WORK REQUIRED.
The entries that follow should be written out exactly.
#####
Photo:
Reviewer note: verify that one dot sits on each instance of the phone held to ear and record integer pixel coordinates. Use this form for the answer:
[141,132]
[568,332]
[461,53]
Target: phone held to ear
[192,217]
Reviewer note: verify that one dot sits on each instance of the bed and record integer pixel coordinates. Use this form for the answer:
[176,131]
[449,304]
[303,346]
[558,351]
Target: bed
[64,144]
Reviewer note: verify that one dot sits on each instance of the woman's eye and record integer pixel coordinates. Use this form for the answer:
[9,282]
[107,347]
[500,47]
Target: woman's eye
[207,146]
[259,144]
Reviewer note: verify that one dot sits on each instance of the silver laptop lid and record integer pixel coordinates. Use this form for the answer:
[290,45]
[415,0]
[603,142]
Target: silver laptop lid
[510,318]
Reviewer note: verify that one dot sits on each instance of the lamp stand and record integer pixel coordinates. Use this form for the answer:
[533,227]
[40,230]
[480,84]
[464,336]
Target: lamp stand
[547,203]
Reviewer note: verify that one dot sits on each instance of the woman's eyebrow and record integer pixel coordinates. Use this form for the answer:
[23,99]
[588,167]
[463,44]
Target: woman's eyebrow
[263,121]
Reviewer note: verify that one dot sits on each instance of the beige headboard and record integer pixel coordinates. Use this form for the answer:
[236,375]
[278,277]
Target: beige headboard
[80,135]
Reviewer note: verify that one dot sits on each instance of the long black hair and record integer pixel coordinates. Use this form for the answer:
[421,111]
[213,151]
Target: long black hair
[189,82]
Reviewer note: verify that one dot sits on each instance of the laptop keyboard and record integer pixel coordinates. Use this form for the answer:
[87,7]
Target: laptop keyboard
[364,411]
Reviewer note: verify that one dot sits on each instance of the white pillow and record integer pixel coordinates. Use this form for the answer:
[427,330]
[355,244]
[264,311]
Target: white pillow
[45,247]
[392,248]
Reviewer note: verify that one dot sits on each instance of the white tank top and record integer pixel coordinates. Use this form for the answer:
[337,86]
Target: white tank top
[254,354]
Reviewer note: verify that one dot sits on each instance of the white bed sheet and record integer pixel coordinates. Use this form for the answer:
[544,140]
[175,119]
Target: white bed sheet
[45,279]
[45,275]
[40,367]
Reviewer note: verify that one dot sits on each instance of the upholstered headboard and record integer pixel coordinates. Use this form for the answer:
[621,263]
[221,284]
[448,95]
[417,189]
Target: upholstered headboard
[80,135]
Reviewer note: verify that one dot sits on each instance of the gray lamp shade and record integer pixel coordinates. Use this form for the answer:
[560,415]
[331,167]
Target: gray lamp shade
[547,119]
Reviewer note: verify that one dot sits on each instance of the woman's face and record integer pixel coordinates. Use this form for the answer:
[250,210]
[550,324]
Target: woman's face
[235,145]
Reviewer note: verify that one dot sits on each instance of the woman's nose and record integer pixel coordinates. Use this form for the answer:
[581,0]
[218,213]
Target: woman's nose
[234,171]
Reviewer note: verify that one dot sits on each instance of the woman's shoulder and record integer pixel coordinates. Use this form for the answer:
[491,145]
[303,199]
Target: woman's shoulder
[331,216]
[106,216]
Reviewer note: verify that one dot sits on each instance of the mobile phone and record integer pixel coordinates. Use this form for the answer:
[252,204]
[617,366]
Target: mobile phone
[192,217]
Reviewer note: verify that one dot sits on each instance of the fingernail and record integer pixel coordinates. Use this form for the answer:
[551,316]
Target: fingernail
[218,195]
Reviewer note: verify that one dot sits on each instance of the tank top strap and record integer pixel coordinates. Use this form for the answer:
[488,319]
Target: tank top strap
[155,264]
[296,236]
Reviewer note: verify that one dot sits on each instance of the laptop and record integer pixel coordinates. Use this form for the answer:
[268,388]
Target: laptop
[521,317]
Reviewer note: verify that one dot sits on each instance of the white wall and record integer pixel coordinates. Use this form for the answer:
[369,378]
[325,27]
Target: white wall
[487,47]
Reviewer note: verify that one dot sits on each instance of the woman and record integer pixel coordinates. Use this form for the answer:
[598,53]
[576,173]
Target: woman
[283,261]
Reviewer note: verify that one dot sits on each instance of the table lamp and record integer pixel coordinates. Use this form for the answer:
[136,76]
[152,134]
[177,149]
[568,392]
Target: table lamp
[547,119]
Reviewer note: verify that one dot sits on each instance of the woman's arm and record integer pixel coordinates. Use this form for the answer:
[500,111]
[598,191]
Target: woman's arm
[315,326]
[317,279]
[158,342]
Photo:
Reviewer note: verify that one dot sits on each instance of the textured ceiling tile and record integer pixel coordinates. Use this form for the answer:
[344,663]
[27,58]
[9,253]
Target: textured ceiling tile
#####
THE SOLUTION.
Photo:
Reviewer note: verify that one dot sits on each instance of the phone held to ear and record integer pixel coordinates. Use this form for the answer:
[141,132]
[568,332]
[461,53]
Target: phone held to ear
[192,217]
Reviewer note: verify that one dot sits on each instance of the bed and record integer pixel coordinates. Use this form for the answer:
[176,131]
[449,304]
[303,346]
[558,351]
Target: bed
[64,144]
Reviewer note: verify that one dot sits on each instance of the woman's eye and record integer pixel coordinates. Use this form for the answer:
[9,282]
[107,347]
[500,47]
Target: woman's eye
[207,146]
[259,144]
Reviewer note: verify that one dot sits on each instance of the silver laptop lid and record integer pixel coordinates. Use this form for the answer:
[290,45]
[415,0]
[603,142]
Target: silver laptop lid
[510,318]
Reviewer note: verify that one dot sits on each instance of the lamp stand and record integer pixel coordinates. Use this form for the answer:
[533,227]
[40,230]
[480,84]
[464,336]
Target: lamp stand
[547,203]
Reviewer note: verify that one dot sits on each instance of the woman's eyebrow and record integer pixel coordinates. Use this form for the answer:
[23,99]
[588,167]
[463,44]
Target: woman's eyebrow
[263,121]
Reviewer note: verify that one dot sits on each instance of the beige headboard and record integer pixel coordinates. Use this form for the answer:
[236,375]
[278,277]
Target: beige headboard
[80,135]
Reviewer note: verify that one dot sits on each instance of the long black hair and record integer pixel coordinates. Use this form for the answer:
[421,111]
[213,151]
Target: long black hair
[189,82]
Reviewer note: verify that one dot sits on each instance of the laptop keyboard and record integer pixel coordinates. Use this form for the answer:
[87,7]
Target: laptop keyboard
[364,411]
Reviewer note: verify that one dot sits on each instance of the white pillow and record integer pixel coordinates. Use this form for the answer:
[427,330]
[355,244]
[264,311]
Target: white pillow
[45,247]
[392,248]
Reviewer note: verify that one dot sits on each instance of the white tank top and record integer pixel coordinates. Use this form for the answer:
[337,86]
Target: white tank top
[254,354]
Reviewer note: verify that one dot sits on each instance of the white bed sheet and record integer pixel coordinates. Use this form for the answer:
[544,140]
[175,119]
Target: white bed sheet
[45,279]
[45,275]
[40,367]
Reviewer note: verify that one dot sits on each instance of the upholstered headboard and record integer pixel coordinates. Use this form for the answer:
[621,263]
[221,284]
[448,95]
[417,189]
Target: upholstered headboard
[80,135]
Reviewer note: verify that one dot sits on each instance of the gray lamp shade and record integer pixel coordinates. Use this form for the answer:
[560,415]
[331,167]
Target: gray lamp shade
[547,119]
Reviewer note: verify that one dot sits on each instance of the woman's face and record integer pixel coordinates. Use this form for the answer:
[250,210]
[550,324]
Target: woman's face
[235,145]
Reviewer note: verify that one dot sits on each instance of the woman's nose and record integer pixel coordinates. Use this form for the answer:
[581,0]
[218,213]
Target: woman's nose
[234,171]
Reviewer note: verify that one dot sits on each instance of the woman's shoulder and record integer pixel coordinates. Use this form for the answer:
[491,145]
[303,199]
Target: woman's shoulder
[331,216]
[106,216]
Reviewer note: verify that one dot sits on each instance of the mobile phone and record integer pixel coordinates. Use this form for the answer:
[252,204]
[617,366]
Target: mobile phone
[192,217]
Reviewer note: verify that one dot sits on each instance of the fingernail and record integer pixel coordinates. Use this form for the answer:
[551,316]
Target: fingernail
[218,195]
Reviewer note: verify that one dot sits on each instance of the tank top strap and record integer pixel coordinates. Use this form for the answer:
[488,319]
Target: tank top strap
[155,264]
[296,236]
Reviewer note: verify that one dot sits on each instance of the laptop and record integer pixel coordinates. Use this form for the answer:
[268,388]
Target: laptop
[521,317]
Reviewer note: verify that one dot sits on each instance of the white wall and record integer pixel coordinates. Use this form for the answer:
[369,378]
[325,27]
Target: white wall
[487,47]
Reviewer note: verify that one dot sits on each instance of the woman and record integer pixel coordinates. Use this form for the answer:
[598,53]
[576,173]
Target: woman
[283,261]
Reviewer note: verify that one dot sits on each instance of the table lamp and record integer pixel coordinates. Use this form for the answer:
[136,76]
[152,134]
[177,149]
[568,392]
Target: table lamp
[547,119]
Reviewer note: verify that one dot sits on each instance of the woman's arm and record integer pixel coordinates. Use this form for the answer:
[500,111]
[598,191]
Target: woman's arm
[315,326]
[317,279]
[158,342]
Photo:
Reviewer note: verify that one dot sits on each instance of the textured ceiling tile and record integer pixel coordinates. Use this form for the answer:
[344,663]
[27,58]
[9,253]
Target: textured ceiling tile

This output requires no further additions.